WHAT THE TASK ASKS –
Copy out the items below word for word, from the line containing "Each instance of the dark" through the end of the items.

DATA IN THIS EXERCISE –
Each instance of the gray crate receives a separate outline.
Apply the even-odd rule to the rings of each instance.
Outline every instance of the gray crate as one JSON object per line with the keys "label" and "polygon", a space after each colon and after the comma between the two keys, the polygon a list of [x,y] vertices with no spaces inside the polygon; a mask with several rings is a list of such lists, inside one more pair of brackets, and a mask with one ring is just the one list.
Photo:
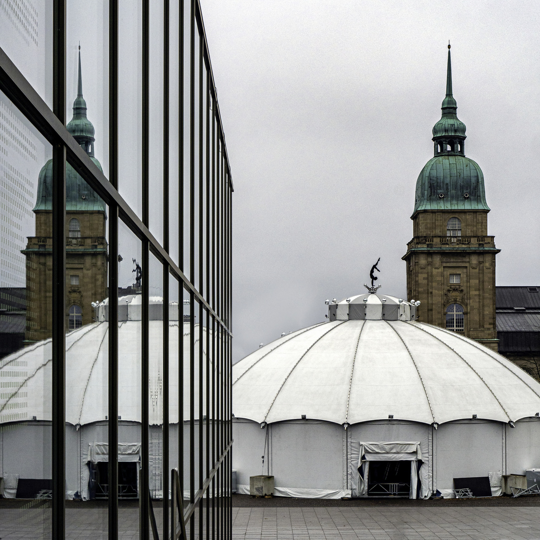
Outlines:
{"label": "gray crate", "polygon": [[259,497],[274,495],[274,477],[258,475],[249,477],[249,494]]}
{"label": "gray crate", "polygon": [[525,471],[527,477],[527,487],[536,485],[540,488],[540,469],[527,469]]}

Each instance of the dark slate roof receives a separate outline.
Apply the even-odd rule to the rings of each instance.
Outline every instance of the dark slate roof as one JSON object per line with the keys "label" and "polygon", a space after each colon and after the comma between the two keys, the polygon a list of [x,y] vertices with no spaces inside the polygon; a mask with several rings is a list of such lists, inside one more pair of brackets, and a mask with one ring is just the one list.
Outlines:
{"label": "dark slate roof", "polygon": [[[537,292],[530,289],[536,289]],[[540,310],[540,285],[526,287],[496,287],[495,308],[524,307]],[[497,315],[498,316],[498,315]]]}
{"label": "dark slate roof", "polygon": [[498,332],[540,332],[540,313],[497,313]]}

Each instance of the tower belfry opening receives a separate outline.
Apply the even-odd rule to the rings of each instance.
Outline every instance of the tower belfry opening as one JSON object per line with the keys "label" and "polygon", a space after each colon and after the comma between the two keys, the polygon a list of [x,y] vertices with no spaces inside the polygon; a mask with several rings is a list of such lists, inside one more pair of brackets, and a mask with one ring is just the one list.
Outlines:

ANSWER TO THIS EXERCISE –
Each instance of the dark slate roof receives a separate outline.
Apply the even-odd rule to the rings of each instance.
Outline every instance of the dark slate roof as one JSON object per line with the keys "label" and "polygon", a space after each colon and after the comma between the two keys, the polygon a list of [x,y] vertices with no spaces inside the polygon; a mask with several rings is a list of such lists, inside one more pair of brackets, and a mask with one ring is just the one list.
Outlines:
{"label": "dark slate roof", "polygon": [[[537,292],[530,289],[536,289]],[[540,310],[540,285],[526,287],[496,287],[495,308],[524,307]],[[497,315],[498,316],[498,315]]]}
{"label": "dark slate roof", "polygon": [[498,332],[540,332],[540,313],[497,313]]}

Each instance of the tower belfry opening receives a separate outline.
Apply the even-odd rule to the rings of each instance.
Outline every instance of the tower belfry opening as one JSON object per line with the keys "label" and "polygon", a space after each colon and after the comma between the two keys, the polygon a list of [x,y] vertices with no spaces inside the polygon; a mask with several rings is a list of such lists, inside one more pair of brackets, and a mask with one ring is just the one list.
Outlines:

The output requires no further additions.